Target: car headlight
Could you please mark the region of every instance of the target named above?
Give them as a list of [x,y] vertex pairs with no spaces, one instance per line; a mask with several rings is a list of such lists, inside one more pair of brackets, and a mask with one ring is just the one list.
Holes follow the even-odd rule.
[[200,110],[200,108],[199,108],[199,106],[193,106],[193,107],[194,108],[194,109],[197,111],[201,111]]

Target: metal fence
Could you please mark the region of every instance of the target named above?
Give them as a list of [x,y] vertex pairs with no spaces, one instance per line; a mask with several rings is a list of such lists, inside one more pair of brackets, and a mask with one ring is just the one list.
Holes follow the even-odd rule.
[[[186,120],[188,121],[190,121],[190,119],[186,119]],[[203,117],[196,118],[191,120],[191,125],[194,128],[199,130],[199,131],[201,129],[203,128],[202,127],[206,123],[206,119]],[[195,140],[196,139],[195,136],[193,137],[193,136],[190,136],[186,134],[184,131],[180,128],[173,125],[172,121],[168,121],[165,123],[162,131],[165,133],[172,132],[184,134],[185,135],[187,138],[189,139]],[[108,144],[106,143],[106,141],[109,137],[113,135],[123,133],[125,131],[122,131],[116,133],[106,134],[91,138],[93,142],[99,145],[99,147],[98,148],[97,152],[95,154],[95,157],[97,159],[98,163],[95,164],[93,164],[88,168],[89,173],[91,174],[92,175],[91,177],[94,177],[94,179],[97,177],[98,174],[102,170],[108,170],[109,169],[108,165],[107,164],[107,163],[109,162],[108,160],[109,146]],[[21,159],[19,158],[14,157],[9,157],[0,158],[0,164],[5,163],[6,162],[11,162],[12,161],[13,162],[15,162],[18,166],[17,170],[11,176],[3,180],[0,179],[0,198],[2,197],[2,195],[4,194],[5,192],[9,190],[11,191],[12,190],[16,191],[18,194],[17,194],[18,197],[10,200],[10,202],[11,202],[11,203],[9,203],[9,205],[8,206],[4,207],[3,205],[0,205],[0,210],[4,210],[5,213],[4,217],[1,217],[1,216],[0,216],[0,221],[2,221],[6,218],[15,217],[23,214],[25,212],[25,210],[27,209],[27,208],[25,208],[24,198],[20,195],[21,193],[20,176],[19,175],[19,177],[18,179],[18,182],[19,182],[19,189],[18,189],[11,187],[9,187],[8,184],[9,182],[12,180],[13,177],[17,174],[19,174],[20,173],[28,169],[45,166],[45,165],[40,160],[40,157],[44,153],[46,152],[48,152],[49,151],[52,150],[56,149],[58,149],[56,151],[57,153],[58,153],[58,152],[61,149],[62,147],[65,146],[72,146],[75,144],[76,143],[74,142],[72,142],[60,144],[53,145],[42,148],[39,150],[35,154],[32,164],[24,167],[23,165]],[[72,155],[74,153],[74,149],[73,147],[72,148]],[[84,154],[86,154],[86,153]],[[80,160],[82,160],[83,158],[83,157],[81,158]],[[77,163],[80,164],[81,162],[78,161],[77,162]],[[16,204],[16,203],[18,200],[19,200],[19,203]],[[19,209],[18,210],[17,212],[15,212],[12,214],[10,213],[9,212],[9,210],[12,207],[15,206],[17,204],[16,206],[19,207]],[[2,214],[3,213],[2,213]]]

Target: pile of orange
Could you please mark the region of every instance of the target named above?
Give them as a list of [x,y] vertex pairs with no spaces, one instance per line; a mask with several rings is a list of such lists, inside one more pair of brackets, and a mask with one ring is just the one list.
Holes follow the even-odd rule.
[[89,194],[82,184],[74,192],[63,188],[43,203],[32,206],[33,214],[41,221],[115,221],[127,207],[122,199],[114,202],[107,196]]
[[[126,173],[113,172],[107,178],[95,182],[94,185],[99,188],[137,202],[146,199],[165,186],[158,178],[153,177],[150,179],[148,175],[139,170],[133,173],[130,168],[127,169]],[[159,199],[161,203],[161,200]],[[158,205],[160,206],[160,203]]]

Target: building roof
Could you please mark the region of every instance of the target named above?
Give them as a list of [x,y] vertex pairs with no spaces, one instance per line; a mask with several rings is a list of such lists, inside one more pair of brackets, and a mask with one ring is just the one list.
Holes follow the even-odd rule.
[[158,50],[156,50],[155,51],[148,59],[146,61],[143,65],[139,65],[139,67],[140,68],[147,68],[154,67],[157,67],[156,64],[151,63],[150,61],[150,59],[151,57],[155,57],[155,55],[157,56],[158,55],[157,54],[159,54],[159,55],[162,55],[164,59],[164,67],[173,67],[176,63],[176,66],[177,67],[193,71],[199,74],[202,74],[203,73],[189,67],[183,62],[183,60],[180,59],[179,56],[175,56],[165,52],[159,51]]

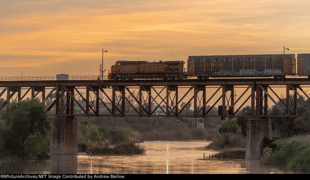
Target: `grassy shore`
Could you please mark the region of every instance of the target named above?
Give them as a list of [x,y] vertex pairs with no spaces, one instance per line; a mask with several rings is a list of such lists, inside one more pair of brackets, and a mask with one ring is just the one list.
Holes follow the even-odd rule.
[[222,158],[235,158],[245,159],[246,158],[246,148],[237,148],[226,149],[221,150],[215,154],[214,157]]
[[[310,135],[296,135],[275,140],[277,148],[267,147],[263,150],[262,162],[265,164],[281,165],[292,169],[310,171]],[[214,143],[215,142],[213,142]],[[207,148],[207,147],[206,147]],[[245,158],[246,148],[225,148],[214,157]]]
[[310,135],[295,136],[275,141],[276,149],[263,150],[262,161],[267,164],[282,165],[290,169],[310,171]]

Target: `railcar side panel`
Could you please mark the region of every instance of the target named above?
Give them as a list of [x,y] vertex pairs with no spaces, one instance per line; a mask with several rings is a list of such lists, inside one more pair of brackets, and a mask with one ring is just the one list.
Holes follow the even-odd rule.
[[297,60],[297,74],[310,76],[310,54],[298,54]]
[[[209,59],[211,65],[206,70]],[[188,61],[189,75],[198,79],[227,75],[283,77],[296,74],[296,59],[292,54],[192,56],[188,57]]]

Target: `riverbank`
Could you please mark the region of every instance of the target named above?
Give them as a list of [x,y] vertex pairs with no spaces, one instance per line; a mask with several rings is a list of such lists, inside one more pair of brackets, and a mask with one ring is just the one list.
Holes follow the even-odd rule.
[[281,165],[291,169],[310,171],[310,135],[283,138],[274,142],[276,149],[263,150],[262,162],[266,164]]
[[[274,141],[274,149],[267,147],[263,150],[261,160],[266,165],[282,165],[290,169],[310,171],[310,135],[301,135],[282,138]],[[225,148],[214,155],[216,157],[245,158],[245,148]]]

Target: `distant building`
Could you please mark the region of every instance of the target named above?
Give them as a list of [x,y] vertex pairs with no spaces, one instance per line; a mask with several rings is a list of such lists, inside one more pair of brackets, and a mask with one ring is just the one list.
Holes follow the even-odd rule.
[[69,80],[69,75],[62,74],[56,75],[56,80],[61,81],[62,80]]

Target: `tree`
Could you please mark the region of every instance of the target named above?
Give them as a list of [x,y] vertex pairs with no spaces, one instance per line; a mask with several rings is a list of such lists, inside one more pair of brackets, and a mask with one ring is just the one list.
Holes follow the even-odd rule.
[[49,151],[53,118],[36,98],[10,102],[0,113],[0,149],[20,156],[39,157]]
[[[238,112],[238,115],[240,116],[248,115],[250,117],[251,115],[251,106],[246,106],[242,108]],[[241,133],[244,136],[246,136],[246,128],[248,125],[248,119],[249,117],[237,117],[237,123],[241,127]]]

→ **What is being asked**:
Show every line of the records that contains the string "building", counting a match only when the case is the same.

→ **Solved problem**:
Target: building roof
Target: `distant building`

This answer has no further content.